• Task requirements
Repeat the lines of the data exactly and exclude any picture among them.

* * *

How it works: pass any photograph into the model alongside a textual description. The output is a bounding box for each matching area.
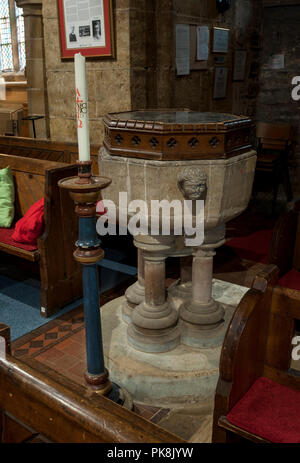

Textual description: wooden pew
[0,154,82,317]
[0,325,183,443]
[212,264,300,443]
[0,135,100,174]
[0,323,11,355]
[268,199,300,332]
[269,200,300,278]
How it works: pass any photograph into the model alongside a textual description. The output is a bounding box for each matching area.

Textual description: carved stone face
[177,169,207,201]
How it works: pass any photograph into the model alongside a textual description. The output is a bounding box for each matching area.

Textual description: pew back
[0,154,65,220]
[0,135,100,174]
[0,154,82,317]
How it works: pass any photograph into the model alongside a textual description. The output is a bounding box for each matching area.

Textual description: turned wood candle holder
[58,162,132,407]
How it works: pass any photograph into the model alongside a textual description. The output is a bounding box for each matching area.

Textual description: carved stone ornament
[177,168,207,201]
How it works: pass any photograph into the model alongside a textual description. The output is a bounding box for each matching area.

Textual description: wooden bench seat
[0,227,39,261]
[0,154,82,317]
[212,265,300,443]
[224,375,300,443]
[217,416,271,443]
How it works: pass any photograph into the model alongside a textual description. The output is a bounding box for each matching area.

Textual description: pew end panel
[0,323,11,355]
[212,265,279,443]
[264,285,300,387]
[38,164,82,317]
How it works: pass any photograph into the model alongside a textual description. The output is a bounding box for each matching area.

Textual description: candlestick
[75,53,90,162]
[58,172,132,408]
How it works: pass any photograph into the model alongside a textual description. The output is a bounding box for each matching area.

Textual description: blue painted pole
[58,166,131,405]
[78,216,105,376]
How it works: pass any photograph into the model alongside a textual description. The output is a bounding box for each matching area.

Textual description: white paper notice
[269,54,285,70]
[64,0,105,50]
[0,77,5,100]
[233,50,247,81]
[196,26,209,61]
[176,24,190,76]
[213,28,229,53]
[214,67,228,99]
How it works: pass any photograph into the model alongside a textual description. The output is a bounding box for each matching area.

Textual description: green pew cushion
[0,166,15,228]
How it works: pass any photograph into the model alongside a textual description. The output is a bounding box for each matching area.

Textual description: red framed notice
[58,0,114,59]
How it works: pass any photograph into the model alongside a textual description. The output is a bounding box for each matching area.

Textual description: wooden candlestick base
[76,160,95,184]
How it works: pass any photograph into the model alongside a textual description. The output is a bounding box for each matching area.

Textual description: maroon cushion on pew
[0,227,38,251]
[225,229,273,264]
[278,269,300,291]
[227,377,300,443]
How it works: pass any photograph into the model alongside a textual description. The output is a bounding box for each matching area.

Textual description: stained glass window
[0,0,26,72]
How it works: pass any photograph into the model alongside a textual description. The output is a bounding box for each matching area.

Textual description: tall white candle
[74,53,90,161]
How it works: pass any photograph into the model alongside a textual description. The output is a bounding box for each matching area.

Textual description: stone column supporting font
[179,240,226,348]
[122,248,145,323]
[127,235,180,353]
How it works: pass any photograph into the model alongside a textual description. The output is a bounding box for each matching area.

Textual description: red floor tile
[35,347,65,364]
[133,403,161,420]
[46,353,80,371]
[67,361,86,378]
[54,338,77,352]
[58,340,85,357]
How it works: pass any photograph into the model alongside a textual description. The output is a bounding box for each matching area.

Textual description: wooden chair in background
[269,200,300,280]
[254,122,294,214]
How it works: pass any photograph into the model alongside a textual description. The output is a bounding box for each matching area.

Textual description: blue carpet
[0,255,137,342]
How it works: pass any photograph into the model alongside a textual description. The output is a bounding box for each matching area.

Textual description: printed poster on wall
[213,67,228,99]
[213,27,229,53]
[58,0,114,58]
[176,24,190,76]
[233,50,247,81]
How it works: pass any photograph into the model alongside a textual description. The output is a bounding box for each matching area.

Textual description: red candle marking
[76,88,85,128]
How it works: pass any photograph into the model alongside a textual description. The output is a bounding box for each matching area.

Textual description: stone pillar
[169,254,193,298]
[167,237,193,311]
[16,0,49,138]
[180,255,193,286]
[176,167,227,348]
[127,235,180,353]
[180,230,227,349]
[122,248,145,324]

* * *

• Your response
How it works: pass any photograph into the model alongside a textual description. The output is a bounding box for each matching area.

Textual description: wooden pew
[0,154,82,317]
[0,325,183,443]
[212,264,300,443]
[0,135,100,174]
[0,323,11,355]
[268,199,300,332]
[269,200,300,278]
How it works: pass any photograph into the model alongside a textual description. The output is a bounding box for each matching area.

Textual description: carved stone face
[177,169,207,201]
How it works: pass any photograph into the model alongside a textual description. The output is a bounding box for each matching area.

Textual description: pew back
[0,154,65,220]
[0,135,100,174]
[0,154,82,317]
How it works: pass any photograph into the model alongside a textual description. The output is a bounding box for each matching area.

Textual description: turned wood candle holder
[58,162,132,407]
How it works: pass any photograph into the model alongside a textual description. The output is a bounding box for each matching area.

Textual description: carved stone ornament
[177,168,207,201]
How it works: pass any photograph into the model alongside a textual description. The output is a bounding box for each matching area.

Textual description: wooden bench seat
[0,227,39,261]
[0,154,82,317]
[212,265,300,443]
[224,375,300,443]
[217,416,271,443]
How it works: pass any photograph into the model alongside a textual description. The output is a bounding box for each matching area.

Textual description: pew end panel
[0,323,11,355]
[212,265,279,443]
[264,285,300,387]
[38,164,82,317]
How it works: pass any photograph into the model alongside a textual description. The output is a bounding box for each matching area.

Textual description: candlestick
[75,53,90,162]
[58,172,132,408]
How it works: pass any photograph into the model alongside a textual description. The output is a bounding box for each matching area.

Textual description: blue painted pole
[58,166,131,405]
[78,216,105,376]
How it works: pass any photograph into the model alongside a textual description. The output is a bounding box for each matching area.

Textual description: white paper notice
[269,54,285,70]
[64,0,105,50]
[0,77,5,100]
[233,50,247,81]
[196,26,209,61]
[176,24,190,76]
[213,28,229,53]
[214,67,228,99]
How it works: pass any photograph into the model alongside a textual description. The output is a bounding box for each matching area.

Textual description: green pew cushion
[0,166,15,228]
How it works: pass any photograph into the model alongside a textual description. The output is a bounding box for each matching area.

Textual description: red framed notice
[58,0,114,59]
How it works: pass any photograph into the model alongside a textual description. The output is a bounding box for each matching area.

Textual description: wooden candlestick base
[76,160,95,184]
How it works: pass any photograph into the model alongside a textual description. The output is a bounding box for each matching area.

Textual description: maroon cushion on pew
[0,227,38,251]
[225,229,273,264]
[278,269,300,291]
[227,377,300,443]
How it works: pass any photograph into the model alongside a textual description. The output is a bounding box for each matching area.

Textual description: stained glass window
[0,0,26,72]
How it works: pass any photograph into the model alongside a textual description. The output is a bounding box for each matching area.

Textual description: tall white candle
[74,53,90,161]
How it works: pass any photograph into the model alongside a textual description. The output is a bounding box for each matching area.

Textual description: stone column supporting font
[179,240,226,348]
[122,248,145,323]
[127,235,180,353]
How it works: pass any photograph into the model alongside a textual description. The output is a bounding box for each matching area.

Textual description: red floor tile
[35,347,65,364]
[133,403,161,420]
[46,353,80,371]
[67,361,86,378]
[54,338,77,352]
[58,340,85,357]
How it works: pass any photograph into the model alongside a textual description. The output is a bounding box for each matching area.

Textual description: wooden chair in background
[269,200,300,280]
[254,122,294,214]
How it works: pass any photograph into the model alongside a textual description. The output is a bounding box for each matching area.

Textual description: blue carpet
[0,255,137,342]
How it works: pass any photograph into the model alongside a textual description. The output is a bounding box for each matching area.

Textual description: printed poster on wall
[213,67,228,99]
[213,27,229,53]
[58,0,114,58]
[176,24,190,76]
[233,50,247,81]
How it works: pass any photograph into the model alongside a textual description. The output is a bounding box for each matching area.

Textual description: red candle marking
[76,88,85,128]
How it works: pass any photograph into the model alongside a textual description. The output is a bounding box for each matching area.

Textual description: stone pillar
[169,254,193,298]
[167,237,193,311]
[16,0,49,138]
[180,255,193,286]
[176,167,227,348]
[127,235,180,353]
[180,230,227,349]
[122,248,145,324]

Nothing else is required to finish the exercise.